## Exercise instructions
Tally the lines in the material below that contain the string "blue", matching case exactly. Reply with the number alone.

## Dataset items
>>>>
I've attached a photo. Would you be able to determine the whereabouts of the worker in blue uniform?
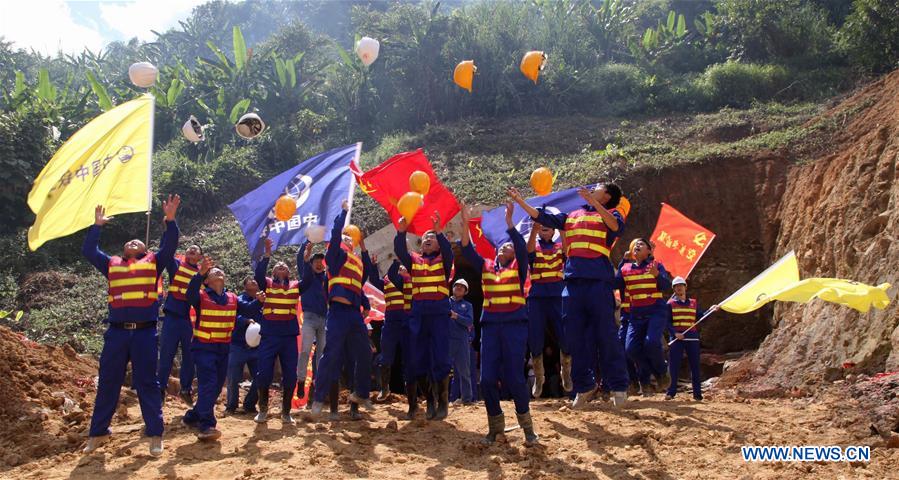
[81,195,181,457]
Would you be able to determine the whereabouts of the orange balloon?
[275,195,297,222]
[396,192,425,223]
[343,223,362,246]
[409,170,431,195]
[531,167,553,197]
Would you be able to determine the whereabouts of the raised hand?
[94,205,112,227]
[162,195,181,222]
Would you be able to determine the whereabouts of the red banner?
[650,203,715,278]
[351,149,459,235]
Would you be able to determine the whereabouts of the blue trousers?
[256,335,299,388]
[449,338,474,403]
[225,343,259,411]
[159,312,194,392]
[562,279,628,393]
[624,309,668,385]
[184,343,231,430]
[481,321,531,417]
[409,300,452,382]
[668,335,702,399]
[314,302,372,402]
[528,297,568,357]
[89,327,163,437]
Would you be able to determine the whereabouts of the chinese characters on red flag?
[650,203,715,278]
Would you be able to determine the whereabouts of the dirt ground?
[0,391,899,479]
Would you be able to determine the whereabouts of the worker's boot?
[517,412,540,447]
[418,378,437,420]
[434,376,449,420]
[253,387,268,423]
[406,381,418,420]
[531,355,546,398]
[281,383,297,425]
[377,365,390,402]
[481,413,506,445]
[562,353,574,392]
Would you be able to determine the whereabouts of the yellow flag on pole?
[719,252,799,313]
[28,94,154,250]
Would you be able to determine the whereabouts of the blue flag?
[481,185,593,246]
[228,145,359,260]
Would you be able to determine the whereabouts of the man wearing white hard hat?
[225,277,262,415]
[665,277,718,401]
[449,278,474,405]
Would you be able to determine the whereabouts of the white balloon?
[244,323,262,348]
[306,225,325,243]
[128,62,159,88]
[234,113,265,140]
[356,37,381,67]
[181,115,205,143]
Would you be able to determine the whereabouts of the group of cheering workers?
[77,183,717,456]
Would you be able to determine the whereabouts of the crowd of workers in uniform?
[83,183,717,456]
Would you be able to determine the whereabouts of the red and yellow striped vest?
[564,208,609,258]
[668,297,697,333]
[107,253,159,308]
[621,262,662,308]
[328,243,362,294]
[411,253,449,300]
[531,242,565,283]
[169,260,197,300]
[262,278,300,322]
[481,258,525,313]
[194,289,237,343]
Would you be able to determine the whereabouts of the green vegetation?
[0,0,899,350]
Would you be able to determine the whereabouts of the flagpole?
[345,142,362,225]
[144,93,156,245]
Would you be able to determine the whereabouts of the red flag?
[351,149,459,235]
[468,217,496,258]
[650,203,715,278]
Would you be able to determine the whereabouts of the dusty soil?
[0,387,899,479]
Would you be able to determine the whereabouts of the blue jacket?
[449,297,474,341]
[460,228,529,323]
[297,241,328,317]
[534,205,624,283]
[186,273,262,351]
[81,220,180,323]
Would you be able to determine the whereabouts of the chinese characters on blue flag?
[481,185,593,245]
[228,144,361,260]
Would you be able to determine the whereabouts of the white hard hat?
[244,323,262,348]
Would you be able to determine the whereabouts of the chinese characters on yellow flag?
[28,94,154,250]
[650,203,715,278]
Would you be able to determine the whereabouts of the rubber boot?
[531,355,546,398]
[406,382,418,420]
[418,378,437,420]
[254,387,268,423]
[377,365,390,402]
[562,353,574,392]
[481,413,506,445]
[516,412,540,447]
[434,377,449,420]
[281,384,297,425]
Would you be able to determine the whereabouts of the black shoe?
[406,382,418,420]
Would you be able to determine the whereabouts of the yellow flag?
[28,94,154,250]
[719,252,799,313]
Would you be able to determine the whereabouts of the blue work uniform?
[81,220,179,437]
[393,232,454,384]
[462,228,531,417]
[533,205,628,393]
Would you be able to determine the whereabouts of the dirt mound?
[0,327,97,471]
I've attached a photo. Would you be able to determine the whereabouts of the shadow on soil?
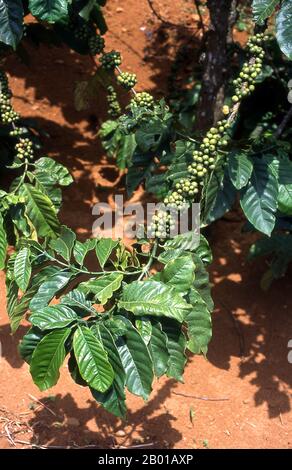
[29,380,182,448]
[208,221,292,418]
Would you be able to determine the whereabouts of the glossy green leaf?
[116,321,153,400]
[0,214,8,269]
[91,324,126,418]
[161,320,187,382]
[29,0,68,23]
[228,152,253,189]
[29,272,73,312]
[276,0,292,60]
[118,280,190,322]
[60,289,97,317]
[203,172,236,225]
[50,226,76,262]
[73,326,114,392]
[18,327,45,364]
[252,0,280,24]
[0,0,23,49]
[14,247,31,292]
[79,272,123,305]
[20,183,60,237]
[240,159,278,235]
[193,255,214,312]
[160,254,195,293]
[95,238,119,268]
[186,290,212,354]
[73,238,96,266]
[278,184,292,215]
[135,317,152,345]
[148,322,169,377]
[30,328,71,390]
[29,304,78,330]
[35,157,73,186]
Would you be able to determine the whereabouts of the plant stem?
[138,239,158,281]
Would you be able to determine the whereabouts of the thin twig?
[172,392,229,401]
[275,106,292,139]
[194,0,206,34]
[118,442,154,449]
[220,300,245,358]
[27,393,57,416]
[147,0,196,29]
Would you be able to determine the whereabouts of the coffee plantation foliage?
[0,0,292,417]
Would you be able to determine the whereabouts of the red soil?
[0,0,292,449]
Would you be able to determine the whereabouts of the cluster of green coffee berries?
[131,91,154,108]
[107,85,121,118]
[70,21,92,41]
[99,51,122,70]
[232,33,268,103]
[150,210,175,238]
[117,72,137,90]
[9,127,27,137]
[151,33,267,238]
[15,138,33,160]
[88,34,105,55]
[0,71,19,124]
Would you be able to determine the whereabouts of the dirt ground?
[0,0,292,449]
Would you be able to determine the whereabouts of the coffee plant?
[0,0,292,417]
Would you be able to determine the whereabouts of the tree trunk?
<<<<
## Written answer
6